# [Extract to read]
::::

For example in the docsis mibs(cable modem stuff) you have a table that
maps the modem mac address to an integer(aka index number, last value in
the oid string). This allows you to do get the specific info you want
instead of walking and discarding the table to get your info. The
lookup table is not dome for all mibs, but it does exist for a lot of
them.
good luck
marc
Bulent Murtezaoglu wrote:
> doing the probing sequentially? If so, maybe you can come up with an
> event-based scheme to do the querying in parallel.
Yes, fork() is my friend: it I can get the program to be fast in itself
forking a few instances is a no brainer. In fact that's what I'm doing
in other cases. The problem with this one right now is the lousy
computation time. I could probably solve that, at least partially, by
rewriting the snmp & sockets perl library to perform better in this
rather peculiar (god bless cisco) problem, but I'm not gona do that :-)
Rodrigo Cunha <····@netcabo.pt> writes:
> Bulent Murtezaoglu wrote:
> > doing the probing sequentially? If so, maybe you can come up with an
> > event-based scheme to do the querying in parallel.
>
> Yes, fork() is my friend: it I can get the program to be fast in itself
> forking a few instances is a no brainer. In fact that's what I'm doing
> in other cases. The problem with this one right now is the lousy
> computation time. I could probably solve that, at least partially, by
> rewriting the snmp & sockets perl library to perform better in this
> rather peculiar (god bless cisco) problem, but I'm not gona do that :-)

::::

# [Problem set]
1 - According to the SNMP thread, what does the DOCSIS table that maps a modem's MAC address to an index number let you do? Answer in one to three sentences.
2 - Which library does the SNMP thread say could be rewritten to perform better on this problem?
3 - Decide whether each statement agrees with the SNMP thread. Answer yes or no, and quote the words that settle it.
(a) The index number is the last value in the OID string.
(b) The main problem with the current program is its computation time.
(c) The lookup table exists for every MIB.
The material is separate from the SNMP thread and stands on its own.

# [Entries provided]
::::

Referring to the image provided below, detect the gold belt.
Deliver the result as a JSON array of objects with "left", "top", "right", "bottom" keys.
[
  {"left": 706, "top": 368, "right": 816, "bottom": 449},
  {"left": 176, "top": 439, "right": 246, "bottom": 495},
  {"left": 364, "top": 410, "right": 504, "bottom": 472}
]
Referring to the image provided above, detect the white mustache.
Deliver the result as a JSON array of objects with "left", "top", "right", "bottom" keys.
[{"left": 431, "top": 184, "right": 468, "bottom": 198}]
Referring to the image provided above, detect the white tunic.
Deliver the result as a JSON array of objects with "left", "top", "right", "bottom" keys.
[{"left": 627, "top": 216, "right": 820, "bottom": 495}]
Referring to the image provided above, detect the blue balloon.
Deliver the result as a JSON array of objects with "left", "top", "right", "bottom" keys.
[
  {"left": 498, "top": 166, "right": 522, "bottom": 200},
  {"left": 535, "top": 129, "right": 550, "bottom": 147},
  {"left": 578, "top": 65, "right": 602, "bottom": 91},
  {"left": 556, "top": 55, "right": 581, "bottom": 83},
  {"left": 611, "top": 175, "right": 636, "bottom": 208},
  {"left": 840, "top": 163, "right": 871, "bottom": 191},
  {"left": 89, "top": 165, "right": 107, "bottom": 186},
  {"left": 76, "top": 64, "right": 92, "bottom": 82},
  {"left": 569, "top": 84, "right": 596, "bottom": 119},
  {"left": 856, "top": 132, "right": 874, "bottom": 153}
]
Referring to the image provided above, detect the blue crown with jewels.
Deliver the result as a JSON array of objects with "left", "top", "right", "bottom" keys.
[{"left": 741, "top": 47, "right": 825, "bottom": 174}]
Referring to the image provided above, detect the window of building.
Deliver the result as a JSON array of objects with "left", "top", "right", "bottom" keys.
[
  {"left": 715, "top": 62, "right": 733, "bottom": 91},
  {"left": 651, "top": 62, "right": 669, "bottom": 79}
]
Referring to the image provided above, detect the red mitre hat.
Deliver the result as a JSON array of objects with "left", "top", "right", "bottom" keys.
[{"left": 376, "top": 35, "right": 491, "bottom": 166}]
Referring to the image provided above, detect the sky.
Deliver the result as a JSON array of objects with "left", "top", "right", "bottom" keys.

::::

# [Written responses]
1 - The table lets you get the specific information you want directly. Without it, you would have to walk the whole table and discard what you don't need.

2 - The snmp & sockets perl library.

3 -
(a) Yes: "last value in the oid string"
(b) Yes: "The problem with this one right now is the lousy computation time."
(c) No: "The lookup table is not dome for all mibs"